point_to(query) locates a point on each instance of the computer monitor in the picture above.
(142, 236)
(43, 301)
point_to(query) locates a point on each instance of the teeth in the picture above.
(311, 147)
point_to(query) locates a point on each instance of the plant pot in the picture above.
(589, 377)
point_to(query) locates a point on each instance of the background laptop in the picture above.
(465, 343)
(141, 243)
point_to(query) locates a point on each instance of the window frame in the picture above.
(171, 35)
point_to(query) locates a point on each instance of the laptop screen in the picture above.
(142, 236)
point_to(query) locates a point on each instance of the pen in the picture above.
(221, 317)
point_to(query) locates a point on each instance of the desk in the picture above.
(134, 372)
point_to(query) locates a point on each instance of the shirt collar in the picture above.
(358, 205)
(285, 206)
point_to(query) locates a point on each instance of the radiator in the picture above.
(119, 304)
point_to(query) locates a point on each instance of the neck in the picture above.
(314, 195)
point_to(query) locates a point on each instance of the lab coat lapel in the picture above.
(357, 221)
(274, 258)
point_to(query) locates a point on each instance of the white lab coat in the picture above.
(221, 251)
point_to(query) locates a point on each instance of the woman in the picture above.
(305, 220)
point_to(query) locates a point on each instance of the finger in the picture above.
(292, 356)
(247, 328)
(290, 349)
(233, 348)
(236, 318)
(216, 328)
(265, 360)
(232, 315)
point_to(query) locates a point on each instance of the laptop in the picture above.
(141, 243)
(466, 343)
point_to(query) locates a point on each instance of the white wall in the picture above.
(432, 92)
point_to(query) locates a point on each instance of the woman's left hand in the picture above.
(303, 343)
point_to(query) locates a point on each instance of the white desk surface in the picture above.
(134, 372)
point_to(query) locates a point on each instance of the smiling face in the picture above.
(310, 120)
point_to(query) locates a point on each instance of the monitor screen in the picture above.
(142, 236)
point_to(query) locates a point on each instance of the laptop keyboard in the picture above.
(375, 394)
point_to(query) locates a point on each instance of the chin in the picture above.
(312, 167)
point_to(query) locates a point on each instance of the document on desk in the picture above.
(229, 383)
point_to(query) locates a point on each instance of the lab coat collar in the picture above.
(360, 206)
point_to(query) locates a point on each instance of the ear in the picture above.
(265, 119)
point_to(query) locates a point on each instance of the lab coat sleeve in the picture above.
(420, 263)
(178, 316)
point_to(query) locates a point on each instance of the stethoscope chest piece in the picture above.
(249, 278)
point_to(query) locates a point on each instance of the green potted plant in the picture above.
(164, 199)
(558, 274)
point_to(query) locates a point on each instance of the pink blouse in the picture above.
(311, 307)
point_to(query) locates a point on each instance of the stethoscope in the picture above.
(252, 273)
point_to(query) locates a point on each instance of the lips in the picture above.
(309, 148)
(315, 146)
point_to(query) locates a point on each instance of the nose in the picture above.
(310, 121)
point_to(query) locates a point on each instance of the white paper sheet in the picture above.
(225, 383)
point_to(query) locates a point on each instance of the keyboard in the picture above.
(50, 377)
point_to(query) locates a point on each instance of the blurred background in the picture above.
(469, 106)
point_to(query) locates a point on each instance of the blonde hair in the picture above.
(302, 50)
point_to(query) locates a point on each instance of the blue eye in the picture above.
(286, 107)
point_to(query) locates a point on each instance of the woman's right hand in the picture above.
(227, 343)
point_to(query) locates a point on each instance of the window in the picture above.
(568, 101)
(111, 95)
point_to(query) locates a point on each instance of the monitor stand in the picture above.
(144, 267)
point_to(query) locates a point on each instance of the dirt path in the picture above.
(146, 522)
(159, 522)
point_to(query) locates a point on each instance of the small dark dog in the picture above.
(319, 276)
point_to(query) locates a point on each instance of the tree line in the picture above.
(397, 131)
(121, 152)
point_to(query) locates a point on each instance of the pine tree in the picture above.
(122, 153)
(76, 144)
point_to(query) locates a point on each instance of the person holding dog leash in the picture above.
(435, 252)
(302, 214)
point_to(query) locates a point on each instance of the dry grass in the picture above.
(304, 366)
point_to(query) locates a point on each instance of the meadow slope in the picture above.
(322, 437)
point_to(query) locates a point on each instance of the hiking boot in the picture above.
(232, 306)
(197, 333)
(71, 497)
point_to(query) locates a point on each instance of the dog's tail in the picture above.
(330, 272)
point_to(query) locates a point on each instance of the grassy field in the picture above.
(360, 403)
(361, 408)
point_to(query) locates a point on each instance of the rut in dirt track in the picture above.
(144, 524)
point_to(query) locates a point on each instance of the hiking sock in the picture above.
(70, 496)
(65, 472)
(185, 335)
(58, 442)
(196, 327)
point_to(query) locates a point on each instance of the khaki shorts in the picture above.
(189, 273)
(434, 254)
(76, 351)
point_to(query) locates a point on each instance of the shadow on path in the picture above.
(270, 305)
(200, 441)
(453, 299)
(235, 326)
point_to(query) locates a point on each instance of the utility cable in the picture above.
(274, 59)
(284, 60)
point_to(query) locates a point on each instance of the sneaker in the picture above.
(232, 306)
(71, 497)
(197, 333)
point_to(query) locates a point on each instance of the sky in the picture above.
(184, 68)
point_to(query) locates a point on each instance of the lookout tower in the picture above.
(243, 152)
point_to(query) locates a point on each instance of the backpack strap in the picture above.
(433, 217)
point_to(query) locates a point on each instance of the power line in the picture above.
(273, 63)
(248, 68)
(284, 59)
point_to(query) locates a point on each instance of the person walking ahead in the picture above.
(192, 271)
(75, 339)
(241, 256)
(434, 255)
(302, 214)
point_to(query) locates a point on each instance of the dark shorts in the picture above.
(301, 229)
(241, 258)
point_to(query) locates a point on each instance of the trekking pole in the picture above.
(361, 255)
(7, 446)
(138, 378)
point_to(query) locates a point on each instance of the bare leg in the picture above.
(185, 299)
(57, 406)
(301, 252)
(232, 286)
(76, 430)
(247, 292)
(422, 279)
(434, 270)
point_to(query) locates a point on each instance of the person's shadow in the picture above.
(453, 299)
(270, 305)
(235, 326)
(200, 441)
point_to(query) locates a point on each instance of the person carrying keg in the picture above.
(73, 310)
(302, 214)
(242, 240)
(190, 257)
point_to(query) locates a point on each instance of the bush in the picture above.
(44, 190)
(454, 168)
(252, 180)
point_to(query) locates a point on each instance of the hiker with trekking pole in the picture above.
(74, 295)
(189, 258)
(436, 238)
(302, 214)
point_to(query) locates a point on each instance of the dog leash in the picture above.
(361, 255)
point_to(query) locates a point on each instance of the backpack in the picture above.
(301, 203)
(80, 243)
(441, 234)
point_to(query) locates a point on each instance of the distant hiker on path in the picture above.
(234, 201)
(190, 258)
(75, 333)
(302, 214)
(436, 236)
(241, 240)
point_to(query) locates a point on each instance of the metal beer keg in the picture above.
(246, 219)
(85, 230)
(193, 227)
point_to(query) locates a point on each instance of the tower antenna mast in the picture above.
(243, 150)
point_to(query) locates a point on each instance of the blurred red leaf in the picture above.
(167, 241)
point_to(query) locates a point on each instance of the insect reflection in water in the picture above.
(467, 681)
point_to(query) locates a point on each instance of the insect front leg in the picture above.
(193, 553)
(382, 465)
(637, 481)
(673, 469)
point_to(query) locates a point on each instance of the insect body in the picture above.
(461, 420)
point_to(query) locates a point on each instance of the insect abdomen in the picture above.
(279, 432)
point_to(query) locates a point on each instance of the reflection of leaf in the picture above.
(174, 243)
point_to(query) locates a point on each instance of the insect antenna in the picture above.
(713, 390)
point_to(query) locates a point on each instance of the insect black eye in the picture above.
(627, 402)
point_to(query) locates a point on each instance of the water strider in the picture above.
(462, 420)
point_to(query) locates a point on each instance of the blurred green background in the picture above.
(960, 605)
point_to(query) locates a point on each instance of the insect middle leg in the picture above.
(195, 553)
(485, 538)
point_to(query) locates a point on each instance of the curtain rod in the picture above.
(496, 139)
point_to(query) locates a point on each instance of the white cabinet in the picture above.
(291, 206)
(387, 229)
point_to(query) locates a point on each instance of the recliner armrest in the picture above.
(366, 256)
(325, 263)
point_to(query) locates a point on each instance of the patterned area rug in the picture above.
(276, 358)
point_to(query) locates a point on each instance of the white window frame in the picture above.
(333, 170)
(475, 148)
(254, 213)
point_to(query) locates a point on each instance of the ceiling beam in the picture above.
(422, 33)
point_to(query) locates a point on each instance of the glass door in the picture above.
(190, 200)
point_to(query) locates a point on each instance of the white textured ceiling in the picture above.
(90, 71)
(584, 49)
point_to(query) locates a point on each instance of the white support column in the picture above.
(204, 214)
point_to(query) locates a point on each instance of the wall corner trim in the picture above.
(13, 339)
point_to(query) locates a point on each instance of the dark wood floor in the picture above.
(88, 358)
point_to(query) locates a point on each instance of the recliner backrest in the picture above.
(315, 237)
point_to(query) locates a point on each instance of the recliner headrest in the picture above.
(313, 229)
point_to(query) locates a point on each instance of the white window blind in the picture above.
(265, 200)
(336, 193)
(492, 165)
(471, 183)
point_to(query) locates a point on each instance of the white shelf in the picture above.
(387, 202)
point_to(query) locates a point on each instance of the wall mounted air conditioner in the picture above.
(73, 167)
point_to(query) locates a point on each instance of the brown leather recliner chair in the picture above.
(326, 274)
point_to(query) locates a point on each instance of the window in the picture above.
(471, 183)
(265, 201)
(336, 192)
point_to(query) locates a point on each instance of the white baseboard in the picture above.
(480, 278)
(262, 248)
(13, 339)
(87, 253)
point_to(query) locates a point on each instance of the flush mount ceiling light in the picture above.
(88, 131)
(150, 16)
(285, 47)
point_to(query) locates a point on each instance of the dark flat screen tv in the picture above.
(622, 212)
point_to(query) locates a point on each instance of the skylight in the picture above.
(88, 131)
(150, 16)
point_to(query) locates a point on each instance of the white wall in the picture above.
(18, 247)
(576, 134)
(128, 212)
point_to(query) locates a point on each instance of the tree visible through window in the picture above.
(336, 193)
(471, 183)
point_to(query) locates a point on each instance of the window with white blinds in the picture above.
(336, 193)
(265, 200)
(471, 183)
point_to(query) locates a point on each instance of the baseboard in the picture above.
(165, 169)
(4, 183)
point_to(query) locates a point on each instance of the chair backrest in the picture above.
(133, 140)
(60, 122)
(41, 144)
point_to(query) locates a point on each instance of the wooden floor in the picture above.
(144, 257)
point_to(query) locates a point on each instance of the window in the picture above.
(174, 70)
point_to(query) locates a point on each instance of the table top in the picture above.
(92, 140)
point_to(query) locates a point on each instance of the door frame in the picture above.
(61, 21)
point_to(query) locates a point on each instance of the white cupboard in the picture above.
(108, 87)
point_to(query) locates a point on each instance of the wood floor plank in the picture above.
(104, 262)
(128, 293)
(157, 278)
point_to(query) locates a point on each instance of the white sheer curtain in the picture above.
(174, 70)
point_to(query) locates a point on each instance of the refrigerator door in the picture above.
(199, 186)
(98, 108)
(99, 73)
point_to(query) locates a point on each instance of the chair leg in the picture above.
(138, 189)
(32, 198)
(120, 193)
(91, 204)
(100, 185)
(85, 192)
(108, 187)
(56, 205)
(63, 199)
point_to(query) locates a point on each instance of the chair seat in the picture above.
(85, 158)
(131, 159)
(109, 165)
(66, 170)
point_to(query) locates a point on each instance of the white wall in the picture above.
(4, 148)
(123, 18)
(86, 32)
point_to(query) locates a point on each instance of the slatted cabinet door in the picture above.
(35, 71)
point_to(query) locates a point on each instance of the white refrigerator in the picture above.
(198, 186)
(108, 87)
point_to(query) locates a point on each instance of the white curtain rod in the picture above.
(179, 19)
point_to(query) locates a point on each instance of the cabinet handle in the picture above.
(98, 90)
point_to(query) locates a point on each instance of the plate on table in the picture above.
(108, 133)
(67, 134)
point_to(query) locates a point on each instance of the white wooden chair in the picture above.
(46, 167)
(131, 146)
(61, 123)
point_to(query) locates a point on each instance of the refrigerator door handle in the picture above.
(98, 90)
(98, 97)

**THE TASK:** Nothing but the lines from the one containing "point_to(query) locates a point on each instance of the plate" through the end of the entries belongs in the answer; repeat them exactly.

**RESPONSE TO THIS EXERCISE:**
point_to(query) locates a point on each instance of the plate on table in the picture above.
(108, 133)
(67, 134)
point_to(query) locates a point on each instance of the white wooden chair in the picture above.
(46, 167)
(131, 146)
(61, 123)
point_to(query) locates a point on each instance of the refrigerator door handle in the picture above.
(98, 90)
(98, 97)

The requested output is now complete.